### Obiettivo 1
Nel brano, a quale parola italiana corrisponde la parola cinese hai pronunciata in tono alto?
### Obiettivo 2
Trascrivi dal brano il passo che comincia con le parole "Alla nostra parola" e fermati dopo le parole "acqua madre dell’uomo.".

### Testo da leggere
━━━━━━

In genere questa razza manca di spalle quadre, di mani forti, di piedi che possano lasciare l’impronta sulla terra, e il loro sguardo è sempre tra il timido e lo svagato.
Succede una stradina con basse casipole tutta invasa da venditori di uccelli. Centinaia di gabbie appese e cinguettio discorde. Canarini, merli, usignoli, pappagalli; e nei retrobottega: fagiani, ibis, aironi e anitre, meravigliosamente variati di colori.
Ad ogni bottega vi sono garzoni che preparano il becchime ed altri che mondano bozzoli selvatici, della cui crisalide gli uccelli vanno ghiotti; e frammisti ai pennuti, in altre gabbie, vi sono topolini bianchi, conigli, e bei cani d’ogni razza, che mi si garantisce essere stati rubati alle ricche famiglie di Sciangai.
Ecco pechinesi marrone e bianchi, spinoni e cani lupo, tutti che guaiscono o latrano disperatamente, quasi sperassero rivedere in noi i loro padroni perduti. Subito dopo s’apre un’altra calle, dove non si vendono che fiori.
Uomini e donne passano, comperano e se ne vanno con il loro ramo fiorito da mettere davanti all’altare degli avi o da ornare un angolo della loro casa. Orchidee selvagge, rami di piccole magnolie in flore, rami di pesco ed altri di fiori gialli.
Se le cronache non segnalassero quasi ogni giorno rapimenti tentati e consuntati a scopo di ricatto, assalti di banditi e se non si sapesse come nel fondo dell’anima cinese, dal facchino agli alti papaveri, non vi sia che una inestinguibile smania di mettersi in tasca il denaro degli altri, verrebbe da ritenere questo popolo, a vederlo cosi, quale il più dolce e il più puro del mondo.
La luce filtra attraverso ad una nebbia sollevata e inavvertibile, pare una luce da eclisse, e il blu dei vestiti di seta risalta vivo e gradito.
Vicino c’è una scuola, dalle finestre aperte esce un canto d’insieme di alunni. Non è canto, ma semplice lettura, che risulta modulata come un canto. Ogni parola cinese ha quattro differenti pronunce basate alcune su note tronche e altre su prolungate. Al variare del tono, varia il significato e varia la scrittura. E’ tutta questione di orecchio e di memoria.
Ogni carattere pur dando in certo qual modo, sia graficamente che nella composizione, l’idea della cosa che rappresenta, non ne indica il suono.
Alla nostra parola mare corrisponde la parola hai in tono alto, che scritta consta di un segno radicale che significa acqua, di un altro, madre e di un terzo,uomo, formando cosi questo concetto: acqua madre dell’uomo.
Scuole, templi e case da tè
Ciascuno di questi segni graficamente ha poi una corrispondenza con la forma della cosa che rappresenta. Hai, in toni diversi ha altri significati e altre scritture. Il Cinese quindi quando parla canta per dover farsi intendere, ma quando vuole cantare miagola e nei suoi teatri, tolti la bella fusione dei colori degli abiti, l’attraente grottesco delle truccature e in certi momenti la gustosa cadenza della mimica, musica e canto sono povere cose. Come musica il pezzo forte è quello che è stato preso da Puccini per l’ingresso di Turandot, che qui si sente suonare dai militari, nei funerali, nei cabaret e agli ingressi del negozi come richiamo per la folla. Dolore e fatica ispirano meglio: una nenia funebre intesa in una casa si disperdeva cupa e sommessa in modo toccante; e alcuni operai che manovravano un pesante argano s’accompagnavano nel lavoro con un canto, prima a botta e risposta tra due e poi entravano tutti in corosu d’una cadenza animosa o quasi felice. In un altro punto della città v’è un tempio buddista.

━━━━━━

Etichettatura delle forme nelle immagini

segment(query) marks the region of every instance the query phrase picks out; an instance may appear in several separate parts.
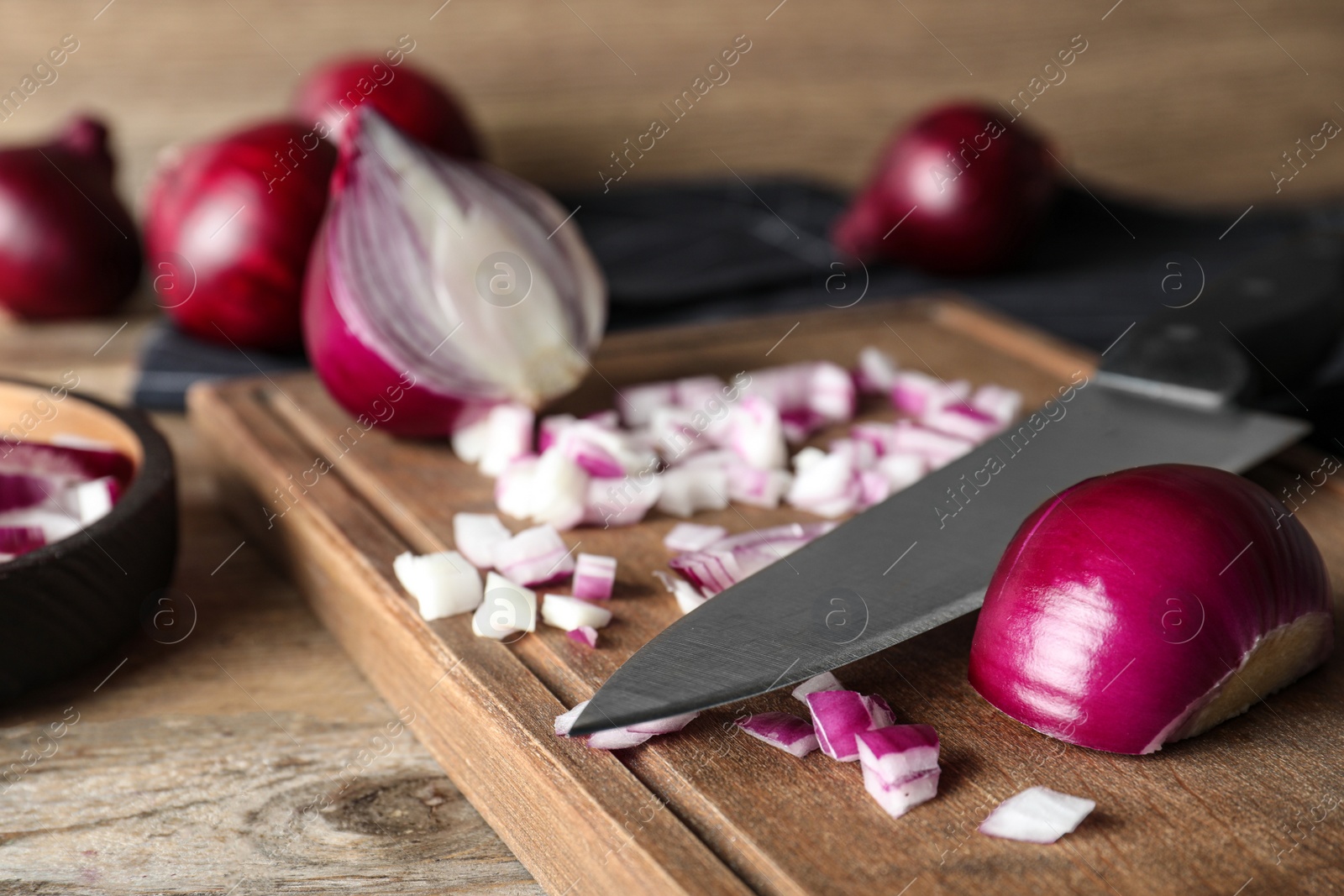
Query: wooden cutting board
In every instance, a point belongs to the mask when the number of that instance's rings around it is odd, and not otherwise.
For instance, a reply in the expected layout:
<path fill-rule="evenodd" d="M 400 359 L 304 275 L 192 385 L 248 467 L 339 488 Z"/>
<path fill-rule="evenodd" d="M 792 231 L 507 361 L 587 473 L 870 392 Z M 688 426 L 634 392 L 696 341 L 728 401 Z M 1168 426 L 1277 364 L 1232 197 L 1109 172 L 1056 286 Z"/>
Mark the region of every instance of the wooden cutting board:
<path fill-rule="evenodd" d="M 609 407 L 613 386 L 626 383 L 798 360 L 849 364 L 864 345 L 945 379 L 1011 386 L 1028 402 L 1094 364 L 952 297 L 864 302 L 612 336 L 562 410 Z M 862 415 L 890 418 L 884 404 Z M 728 721 L 734 707 L 620 754 L 554 736 L 558 713 L 677 617 L 652 576 L 667 567 L 661 539 L 675 520 L 652 514 L 628 529 L 566 533 L 571 545 L 620 560 L 616 622 L 602 630 L 601 649 L 544 626 L 503 645 L 473 637 L 468 617 L 425 622 L 392 576 L 402 551 L 452 547 L 456 512 L 492 509 L 491 481 L 446 445 L 363 431 L 310 375 L 204 386 L 190 407 L 212 445 L 226 504 L 286 564 L 387 701 L 423 720 L 417 736 L 556 896 L 1344 889 L 1337 656 L 1208 735 L 1150 756 L 1116 756 L 1044 737 L 981 700 L 966 682 L 974 617 L 960 619 L 839 673 L 886 696 L 898 721 L 929 723 L 942 737 L 937 799 L 891 819 L 864 793 L 855 763 L 820 752 L 800 760 L 747 737 Z M 1278 493 L 1317 466 L 1317 454 L 1293 449 L 1251 476 Z M 1344 492 L 1331 480 L 1301 494 L 1298 516 L 1339 588 Z M 802 519 L 743 506 L 698 521 L 741 532 Z M 746 705 L 802 713 L 786 692 Z M 976 833 L 999 801 L 1032 785 L 1095 799 L 1097 810 L 1052 846 Z"/>

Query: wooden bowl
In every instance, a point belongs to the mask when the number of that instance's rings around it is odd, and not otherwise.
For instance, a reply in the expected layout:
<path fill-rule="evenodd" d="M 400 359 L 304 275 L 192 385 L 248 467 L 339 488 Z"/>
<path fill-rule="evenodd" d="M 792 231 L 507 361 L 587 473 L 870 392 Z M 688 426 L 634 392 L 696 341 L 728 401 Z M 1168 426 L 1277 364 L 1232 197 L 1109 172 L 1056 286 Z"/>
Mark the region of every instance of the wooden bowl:
<path fill-rule="evenodd" d="M 172 579 L 177 485 L 172 451 L 149 418 L 62 386 L 0 380 L 0 438 L 69 437 L 116 446 L 134 476 L 108 516 L 0 563 L 0 701 L 95 660 Z"/>

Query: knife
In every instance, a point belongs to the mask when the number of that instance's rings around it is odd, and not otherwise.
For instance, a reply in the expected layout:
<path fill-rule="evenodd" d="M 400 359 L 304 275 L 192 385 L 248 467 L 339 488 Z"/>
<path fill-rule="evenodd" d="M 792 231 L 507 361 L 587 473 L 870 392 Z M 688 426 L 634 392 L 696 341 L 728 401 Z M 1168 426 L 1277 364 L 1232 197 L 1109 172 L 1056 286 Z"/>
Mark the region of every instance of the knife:
<path fill-rule="evenodd" d="M 1020 523 L 1081 480 L 1259 463 L 1310 426 L 1253 408 L 1289 403 L 1341 324 L 1344 242 L 1296 236 L 1253 257 L 1136 324 L 1021 423 L 668 626 L 573 733 L 766 693 L 970 613 Z"/>

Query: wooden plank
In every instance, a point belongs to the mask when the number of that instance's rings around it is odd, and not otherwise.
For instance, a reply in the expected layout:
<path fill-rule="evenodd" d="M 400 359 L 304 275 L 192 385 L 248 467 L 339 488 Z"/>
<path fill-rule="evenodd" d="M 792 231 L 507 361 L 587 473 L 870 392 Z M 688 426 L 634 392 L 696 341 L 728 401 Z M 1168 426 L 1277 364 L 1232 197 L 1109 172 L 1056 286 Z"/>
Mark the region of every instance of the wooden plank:
<path fill-rule="evenodd" d="M 218 459 L 255 461 L 234 470 L 224 490 L 259 536 L 258 496 L 312 463 L 310 450 L 255 402 L 261 388 L 230 383 L 191 396 Z M 551 892 L 597 868 L 610 892 L 746 892 L 667 813 L 646 837 L 626 834 L 621 821 L 649 798 L 644 787 L 614 756 L 555 737 L 552 721 L 564 707 L 507 647 L 419 618 L 390 582 L 391 560 L 406 544 L 340 480 L 309 489 L 262 543 L 292 560 L 317 615 L 374 685 L 425 719 L 421 742 Z M 613 853 L 620 861 L 607 860 Z"/>
<path fill-rule="evenodd" d="M 547 185 L 601 188 L 599 171 L 620 171 L 612 153 L 636 145 L 652 120 L 669 133 L 632 152 L 614 188 L 731 177 L 724 164 L 853 185 L 918 110 L 964 95 L 1008 106 L 1023 91 L 1040 91 L 1024 121 L 1048 132 L 1094 189 L 1226 201 L 1236 206 L 1230 224 L 1249 203 L 1344 185 L 1344 153 L 1332 149 L 1294 157 L 1305 167 L 1281 191 L 1270 175 L 1292 173 L 1282 154 L 1340 114 L 1344 16 L 1332 4 L 4 0 L 0 13 L 5 91 L 62 35 L 79 40 L 58 79 L 7 116 L 7 140 L 97 109 L 112 120 L 136 201 L 165 146 L 277 116 L 321 60 L 382 52 L 403 34 L 415 40 L 411 63 L 449 79 L 493 156 Z M 751 50 L 716 74 L 728 75 L 720 86 L 702 82 L 703 99 L 676 120 L 664 103 L 692 90 L 738 35 Z M 1075 35 L 1082 55 L 1046 71 Z M 1120 226 L 1116 236 L 1128 239 Z"/>
<path fill-rule="evenodd" d="M 820 357 L 848 363 L 866 344 L 943 377 L 1020 388 L 1030 400 L 1051 395 L 1073 369 L 1087 369 L 1091 363 L 1083 352 L 969 304 L 872 302 L 805 318 L 784 316 L 609 337 L 593 359 L 594 375 L 566 407 L 594 410 L 610 403 L 610 384 L 620 388 L 661 376 L 732 373 Z M 495 664 L 489 674 L 470 682 L 462 678 L 458 684 L 458 674 L 444 682 L 441 690 L 453 695 L 458 715 L 430 725 L 430 748 L 543 884 L 562 892 L 570 880 L 551 870 L 555 857 L 538 844 L 543 823 L 535 815 L 509 814 L 507 806 L 493 805 L 511 797 L 470 779 L 480 763 L 493 762 L 496 751 L 526 746 L 551 748 L 564 762 L 574 758 L 555 751 L 554 742 L 544 737 L 504 736 L 497 728 L 476 729 L 472 746 L 462 747 L 462 728 L 482 717 L 472 708 L 473 700 L 481 700 L 496 713 L 512 712 L 508 724 L 517 731 L 538 733 L 560 705 L 590 696 L 626 656 L 673 619 L 673 602 L 650 575 L 665 566 L 661 537 L 673 520 L 655 514 L 629 529 L 567 533 L 571 545 L 582 543 L 583 551 L 610 553 L 621 562 L 612 602 L 618 622 L 603 630 L 601 650 L 585 652 L 562 633 L 543 627 L 511 646 L 485 643 L 482 652 L 480 642 L 472 643 L 464 618 L 422 623 L 409 599 L 388 583 L 387 562 L 401 544 L 450 544 L 454 512 L 491 508 L 489 482 L 453 459 L 442 445 L 402 442 L 376 429 L 352 447 L 333 449 L 349 420 L 321 387 L 309 376 L 284 377 L 277 384 L 204 390 L 194 396 L 194 412 L 223 458 L 241 463 L 242 476 L 251 481 L 250 494 L 237 492 L 249 494 L 242 498 L 243 512 L 262 521 L 258 496 L 267 494 L 267 485 L 285 482 L 304 469 L 298 465 L 310 463 L 313 453 L 329 457 L 329 480 L 277 520 L 277 529 L 305 531 L 289 548 L 297 552 L 301 580 L 314 575 L 304 572 L 305 566 L 325 570 L 305 584 L 305 591 L 319 614 L 337 633 L 345 633 L 339 637 L 352 645 L 352 654 L 375 685 L 396 695 L 394 701 L 423 688 L 450 657 L 461 658 L 464 670 Z M 863 412 L 886 414 L 879 406 Z M 265 439 L 241 441 L 251 439 L 245 435 L 249 431 L 262 431 Z M 1263 467 L 1257 476 L 1282 476 L 1274 470 Z M 1344 496 L 1321 490 L 1317 497 L 1301 519 L 1329 556 L 1332 572 L 1339 574 L 1344 571 L 1344 549 L 1336 532 L 1344 520 Z M 282 508 L 273 504 L 269 512 Z M 321 514 L 335 516 L 324 521 L 317 519 Z M 796 519 L 805 514 L 735 508 L 702 514 L 699 521 L 742 531 Z M 374 532 L 378 527 L 383 528 Z M 358 576 L 352 563 L 359 567 Z M 356 594 L 360 590 L 378 596 Z M 1249 879 L 1278 881 L 1278 889 L 1344 885 L 1344 870 L 1329 858 L 1344 842 L 1337 827 L 1320 826 L 1300 844 L 1292 838 L 1300 833 L 1289 834 L 1296 832 L 1304 799 L 1312 798 L 1314 806 L 1344 787 L 1344 771 L 1333 759 L 1333 744 L 1344 732 L 1339 700 L 1344 666 L 1337 660 L 1271 704 L 1258 705 L 1206 736 L 1153 756 L 1113 756 L 1036 735 L 981 700 L 965 677 L 973 626 L 973 618 L 957 621 L 841 672 L 848 684 L 884 695 L 902 720 L 926 721 L 942 735 L 945 772 L 938 799 L 896 822 L 863 793 L 853 766 L 820 754 L 798 762 L 735 736 L 731 719 L 741 707 L 704 713 L 681 735 L 629 751 L 620 763 L 602 758 L 590 776 L 575 774 L 569 783 L 601 786 L 606 793 L 614 786 L 624 789 L 618 797 L 595 801 L 594 809 L 621 813 L 610 821 L 633 829 L 630 849 L 659 838 L 656 830 L 675 817 L 679 836 L 694 834 L 718 857 L 723 873 L 731 872 L 734 880 L 762 893 L 898 892 L 915 880 L 919 892 L 939 893 L 1231 893 Z M 374 635 L 371 630 L 382 631 Z M 363 643 L 375 637 L 378 646 Z M 382 656 L 384 649 L 418 650 L 434 658 L 401 657 L 405 668 L 399 668 Z M 413 669 L 417 664 L 421 668 Z M 499 666 L 507 666 L 508 674 Z M 501 685 L 517 690 L 492 690 Z M 750 711 L 800 709 L 786 695 L 767 695 L 746 705 Z M 453 737 L 458 743 L 449 743 Z M 511 755 L 519 763 L 532 762 L 527 755 Z M 629 779 L 617 774 L 626 770 L 642 787 L 628 786 Z M 976 823 L 993 805 L 1038 783 L 1087 795 L 1099 810 L 1064 844 L 1050 849 L 974 834 Z M 542 795 L 540 787 L 534 794 Z M 579 795 L 567 793 L 566 798 Z M 598 826 L 590 821 L 591 827 Z M 574 832 L 574 837 L 583 840 L 590 830 Z M 1285 850 L 1290 850 L 1289 858 Z M 620 854 L 624 862 L 624 849 Z M 659 861 L 652 854 L 646 858 Z M 628 885 L 617 883 L 607 869 L 589 862 L 585 883 L 594 892 L 618 892 Z"/>

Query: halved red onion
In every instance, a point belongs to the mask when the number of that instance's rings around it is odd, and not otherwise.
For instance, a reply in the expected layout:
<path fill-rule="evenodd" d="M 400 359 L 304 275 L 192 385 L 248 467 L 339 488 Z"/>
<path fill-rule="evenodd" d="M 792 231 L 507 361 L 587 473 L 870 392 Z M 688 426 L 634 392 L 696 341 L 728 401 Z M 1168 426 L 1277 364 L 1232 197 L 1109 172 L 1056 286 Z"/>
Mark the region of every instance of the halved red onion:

━━━━━━

### Risposta scritta 1
Alla parola mare.

### Risposta scritta 2
Alla nostra parola mare corrisponde la parola hai in tono alto, che scritta consta di un segno radicale che significa acqua, di un altro, madre e di un terzo,uomo, formando cosi questo concetto: acqua madre dell’uomo.